◆ **The task**
Return every line of the material exactly.

== Data for this task

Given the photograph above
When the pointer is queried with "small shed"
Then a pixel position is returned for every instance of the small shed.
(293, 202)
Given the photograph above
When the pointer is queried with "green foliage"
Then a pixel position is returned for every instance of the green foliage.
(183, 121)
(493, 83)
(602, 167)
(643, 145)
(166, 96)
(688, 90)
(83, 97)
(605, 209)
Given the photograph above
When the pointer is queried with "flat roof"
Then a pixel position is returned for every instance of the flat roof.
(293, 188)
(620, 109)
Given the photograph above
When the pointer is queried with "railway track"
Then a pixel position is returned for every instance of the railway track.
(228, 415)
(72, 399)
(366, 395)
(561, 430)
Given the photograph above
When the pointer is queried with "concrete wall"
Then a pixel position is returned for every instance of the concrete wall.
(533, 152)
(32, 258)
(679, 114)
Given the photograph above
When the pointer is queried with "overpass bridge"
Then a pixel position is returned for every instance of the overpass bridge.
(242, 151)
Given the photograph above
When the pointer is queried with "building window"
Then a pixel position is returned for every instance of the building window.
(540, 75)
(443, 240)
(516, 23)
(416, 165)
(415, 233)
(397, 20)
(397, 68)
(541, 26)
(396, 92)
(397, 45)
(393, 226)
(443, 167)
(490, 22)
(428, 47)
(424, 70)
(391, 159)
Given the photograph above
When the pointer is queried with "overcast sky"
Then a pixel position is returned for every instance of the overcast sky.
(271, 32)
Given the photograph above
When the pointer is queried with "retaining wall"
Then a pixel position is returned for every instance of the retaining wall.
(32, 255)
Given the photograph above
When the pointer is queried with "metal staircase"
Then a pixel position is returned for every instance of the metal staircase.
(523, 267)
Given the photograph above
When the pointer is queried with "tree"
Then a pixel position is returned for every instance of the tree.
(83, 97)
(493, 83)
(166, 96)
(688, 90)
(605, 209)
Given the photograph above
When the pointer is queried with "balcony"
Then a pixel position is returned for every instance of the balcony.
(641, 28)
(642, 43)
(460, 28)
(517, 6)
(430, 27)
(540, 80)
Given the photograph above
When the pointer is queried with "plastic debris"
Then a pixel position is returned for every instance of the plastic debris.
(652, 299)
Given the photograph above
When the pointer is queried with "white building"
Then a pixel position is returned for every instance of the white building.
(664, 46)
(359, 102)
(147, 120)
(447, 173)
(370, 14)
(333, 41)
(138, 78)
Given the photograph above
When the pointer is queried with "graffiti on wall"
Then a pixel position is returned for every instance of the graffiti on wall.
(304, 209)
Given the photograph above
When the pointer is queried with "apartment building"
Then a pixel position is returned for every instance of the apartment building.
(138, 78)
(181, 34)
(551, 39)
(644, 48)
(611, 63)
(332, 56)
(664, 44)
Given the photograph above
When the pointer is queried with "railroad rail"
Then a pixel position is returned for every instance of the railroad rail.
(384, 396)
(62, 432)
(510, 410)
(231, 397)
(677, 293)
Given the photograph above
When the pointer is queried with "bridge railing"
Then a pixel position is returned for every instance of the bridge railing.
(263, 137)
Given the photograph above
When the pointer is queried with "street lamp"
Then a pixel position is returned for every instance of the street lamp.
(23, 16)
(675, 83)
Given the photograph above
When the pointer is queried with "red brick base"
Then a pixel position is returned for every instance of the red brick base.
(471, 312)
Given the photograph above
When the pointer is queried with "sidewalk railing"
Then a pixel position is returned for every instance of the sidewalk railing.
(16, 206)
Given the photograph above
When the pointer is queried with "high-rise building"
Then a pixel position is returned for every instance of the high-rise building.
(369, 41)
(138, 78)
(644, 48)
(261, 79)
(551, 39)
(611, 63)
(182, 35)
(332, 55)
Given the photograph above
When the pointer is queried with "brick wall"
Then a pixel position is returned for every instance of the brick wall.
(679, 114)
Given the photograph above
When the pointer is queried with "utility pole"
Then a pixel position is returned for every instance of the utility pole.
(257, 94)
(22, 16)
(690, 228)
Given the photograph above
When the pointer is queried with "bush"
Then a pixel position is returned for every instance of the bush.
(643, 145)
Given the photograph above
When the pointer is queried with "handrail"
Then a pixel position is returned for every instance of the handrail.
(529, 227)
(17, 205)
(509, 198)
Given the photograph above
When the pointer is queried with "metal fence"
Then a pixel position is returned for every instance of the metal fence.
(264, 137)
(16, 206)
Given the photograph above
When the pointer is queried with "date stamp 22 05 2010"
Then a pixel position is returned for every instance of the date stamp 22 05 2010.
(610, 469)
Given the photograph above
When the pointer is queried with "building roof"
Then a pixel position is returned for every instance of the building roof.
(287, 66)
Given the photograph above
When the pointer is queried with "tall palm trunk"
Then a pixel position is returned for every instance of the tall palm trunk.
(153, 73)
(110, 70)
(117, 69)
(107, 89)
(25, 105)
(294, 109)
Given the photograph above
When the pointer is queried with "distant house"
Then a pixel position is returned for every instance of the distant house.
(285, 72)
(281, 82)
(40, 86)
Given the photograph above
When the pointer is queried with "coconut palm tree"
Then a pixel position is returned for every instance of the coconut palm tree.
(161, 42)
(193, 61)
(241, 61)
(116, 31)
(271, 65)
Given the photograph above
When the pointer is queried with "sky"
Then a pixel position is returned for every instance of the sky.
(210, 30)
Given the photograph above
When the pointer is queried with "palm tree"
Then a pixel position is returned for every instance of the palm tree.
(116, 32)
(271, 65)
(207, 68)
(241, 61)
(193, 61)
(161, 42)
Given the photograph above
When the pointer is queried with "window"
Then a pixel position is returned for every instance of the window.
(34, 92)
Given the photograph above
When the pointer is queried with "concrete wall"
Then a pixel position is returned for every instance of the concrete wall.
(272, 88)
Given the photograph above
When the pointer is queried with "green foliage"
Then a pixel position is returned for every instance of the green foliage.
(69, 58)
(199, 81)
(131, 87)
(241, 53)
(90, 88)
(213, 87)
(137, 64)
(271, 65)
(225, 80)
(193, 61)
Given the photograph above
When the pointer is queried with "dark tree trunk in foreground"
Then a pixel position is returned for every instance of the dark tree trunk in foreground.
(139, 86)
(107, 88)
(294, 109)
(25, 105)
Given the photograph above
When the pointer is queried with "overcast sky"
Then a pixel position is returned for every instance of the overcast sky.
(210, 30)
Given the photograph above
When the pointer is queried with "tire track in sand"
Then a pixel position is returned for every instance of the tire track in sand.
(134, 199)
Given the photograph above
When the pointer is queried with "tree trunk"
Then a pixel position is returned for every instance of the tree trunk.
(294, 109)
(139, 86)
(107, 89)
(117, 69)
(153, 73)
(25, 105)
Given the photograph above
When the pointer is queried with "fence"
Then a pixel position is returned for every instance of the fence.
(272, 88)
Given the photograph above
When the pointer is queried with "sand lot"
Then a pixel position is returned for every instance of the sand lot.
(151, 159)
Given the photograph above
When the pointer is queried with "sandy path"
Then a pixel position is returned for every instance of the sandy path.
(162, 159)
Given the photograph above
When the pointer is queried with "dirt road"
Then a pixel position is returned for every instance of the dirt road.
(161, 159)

====

◆ **Task output**
Given the photograph above
When the pointer is queried with "small shed"
Then a pixel position is returned for every instance of the small shed.
(293, 202)
Given the photograph above
When the pointer is queried with "green foliage"
Then a pixel position is returned for every instance of the green foliage.
(183, 121)
(493, 83)
(602, 167)
(643, 145)
(166, 96)
(688, 90)
(83, 97)
(605, 209)
Given the photograph above
When the pointer is queried with "flat roof"
Then a pixel position is returned for every instance of the flat roof.
(293, 188)
(620, 109)
Given the photograph above
When the pointer is queried with "railway track"
Then a pixel position is returned for every instance of the railway track.
(228, 415)
(72, 399)
(366, 395)
(561, 430)
Given the photograph above
When the pointer is queried with "concrete wall"
Then a pixel position is returned for every instance of the concrete wall.
(533, 152)
(32, 258)
(679, 114)
Given the photograph above
When the pointer is queried with "overpass bridge"
Then a pixel position is returned for every instance of the overpass bridge.
(242, 151)
Given the photograph above
When the pointer is queried with "building window"
Then a pixel position is returned for every instance of the building window.
(540, 75)
(443, 240)
(516, 23)
(416, 165)
(415, 233)
(397, 20)
(397, 68)
(541, 26)
(396, 92)
(397, 45)
(393, 226)
(443, 167)
(490, 22)
(428, 47)
(424, 70)
(391, 159)
Given the photograph above
When the pointer is queried with "overcast sky"
Then a pixel position is returned for every instance of the overcast sky.
(271, 32)
Given the photograph above
When the pointer is queried with "retaining wall"
Then a pixel position is returned for every instance of the retaining wall.
(32, 255)
Given the photograph above
When the pointer is queried with "metal staircase"
Then a pixel position is returned for every instance of the metal staircase.
(523, 267)
Given the photograph above
When the pointer is queried with "tree"
Then a pixel position is returned for every instance of the tree.
(83, 97)
(493, 83)
(166, 96)
(688, 90)
(605, 209)
Given the photograph above
When the pointer is queried with "balcony"
Then a pixel position is returned for every instance of the balcony.
(641, 28)
(642, 43)
(460, 28)
(517, 6)
(430, 27)
(540, 80)
Given the photograph above
When the pointer is queried with "plastic debris"
Then a pixel position is returned for every instance of the plastic debris.
(652, 299)
Given the photograph above
When the pointer is queried with "white building"
Then a pixel position is returned for every instance of the white building.
(664, 46)
(359, 102)
(147, 120)
(447, 173)
(370, 14)
(333, 41)
(138, 78)
Given the photograph above
When the pointer is queried with "graffiti on wall"
Then a pixel position is returned for every instance of the graffiti on wall.
(304, 209)
Given the photograph above
When the pointer is queried with "apartment building"
Then a pixel position is returned for every instance of the apartment building.
(138, 78)
(181, 34)
(551, 39)
(644, 48)
(611, 63)
(332, 56)
(664, 44)
Given the photograph above
When the pointer is queried with "railroad rail"
Then a pixel position is returned for every instance of the railroad rail.
(384, 396)
(62, 432)
(510, 410)
(231, 397)
(677, 293)
Given the photograph above
When the pointer is queried with "bridge railing"
Then a pixel position is returned for every instance of the bridge railing.
(263, 137)
Given the photograph above
When the pointer is queried with "street lamp"
Then a pixel position is returned for every instance of the street lamp.
(23, 16)
(675, 83)
Given the photograph above
When the pointer is queried with "red brick base"
Then a pixel position is returned for every instance of the red brick base.
(471, 312)
Given the photograph above
When the pointer is queried with "sidewalk railing"
Then a pixel position is returned for every instance of the sidewalk railing.
(16, 206)
Given the photograph above
When the pointer is queried with "high-rise building"
Then a pixel position is returned for every instance of the high-rise building.
(369, 41)
(138, 78)
(644, 48)
(261, 79)
(551, 39)
(611, 63)
(182, 35)
(332, 55)
Given the photograph above
When the pointer is queried with "brick wall"
Then a pixel position is returned for every instance of the brick wall.
(679, 114)
Given the photograph above
When the pointer is queried with "utility pole"
Then a pixel position is returned for every instance of the utility pole.
(257, 94)
(22, 16)
(690, 228)
Given the photograph above
When the pointer is queried with "bush"
Then a pixel position is returned for every instance of the bush.
(643, 145)
Given the photograph above
When the pointer is queried with "handrail"
Then a pixel position is returned for every instance of the handrail.
(529, 227)
(17, 205)
(509, 198)
Given the photograph above
When the pointer is queried with "metal fence"
Then a pixel position is returned for every instance of the metal fence.
(264, 137)
(16, 206)
Given the photograph above
When the pointer is queried with "date stamp 22 05 2010"
Then a pixel position is returned for every instance of the date stamp 22 05 2010.
(610, 469)
Given the photograph above
When the pointer is queried with "building roof"
Then a pixel position is returned for every instance of the building roof.
(287, 66)
Given the photograph above
When the pointer is queried with "tall palm trunk"
Then a pixel position is returned for every instance of the tall palm trunk.
(153, 73)
(110, 70)
(117, 69)
(107, 89)
(25, 105)
(294, 109)
Given the photograph above
When the pointer is queried with "distant house"
Then a pixel position is returned for every instance of the distant house.
(285, 72)
(281, 82)
(40, 86)
Given the photograph above
When the pointer is queried with "coconut palm tree"
Then a pixel position is returned for every instance of the coconut palm tree.
(161, 42)
(193, 61)
(241, 61)
(116, 31)
(271, 65)
Given the photograph above
When the pointer is queried with "sky"
Then a pixel position is returned for every instance of the sky.
(210, 30)
Given the photograph above
When the pointer is queried with "palm tree"
Then a pixel position is returned for every instance of the palm tree.
(116, 32)
(271, 65)
(207, 68)
(241, 61)
(193, 61)
(161, 42)
Given the photograph above
When the pointer is queried with "window"
Then a pixel position is returned for every instance of the window.
(34, 92)
Given the photograph above
When the pointer is queried with "concrete wall"
Then a pixel position is returned for every instance of the concrete wall.
(272, 88)
Given the photograph above
When the pointer is queried with "green foliage"
Then a pixel position is returned for every instance of the green foliage.
(69, 58)
(199, 81)
(131, 87)
(241, 53)
(90, 88)
(213, 87)
(137, 64)
(271, 65)
(225, 80)
(193, 61)
Given the photograph above
When the pointer is queried with "dark tree trunk in foreground"
Then a pixel position is returned for every instance of the dark tree trunk in foreground.
(139, 86)
(107, 88)
(294, 109)
(25, 105)
Given the photograph above
When the pointer is queried with "overcast sky"
Then a pixel position is returned for every instance of the overcast sky.
(210, 30)
Given the photograph above
When the pointer is queried with "tire track in sand"
Then a pixel position is returned for every instance of the tire track in sand.
(134, 199)
Given the photograph above
When the pointer is queried with "tree trunk"
Then a pixel position is returned for every instance of the tree trunk.
(294, 109)
(139, 86)
(107, 89)
(117, 69)
(153, 73)
(25, 105)
Given the photograph above
When the pointer is queried with "fence"
Then a pixel position is returned for every instance of the fence.
(272, 88)
Given the photograph above
When the pointer is queried with "sand lot"
Then a pixel position is returned for every instance of the sand lot.
(151, 159)
Given the photograph above
When the pointer is queried with "sandy path"
Then a pixel position is returned for every instance of the sandy path.
(162, 159)
Given the photograph above
When the pointer is queried with "dirt road"
Then a pixel position is returned for every instance of the dirt road.
(161, 159)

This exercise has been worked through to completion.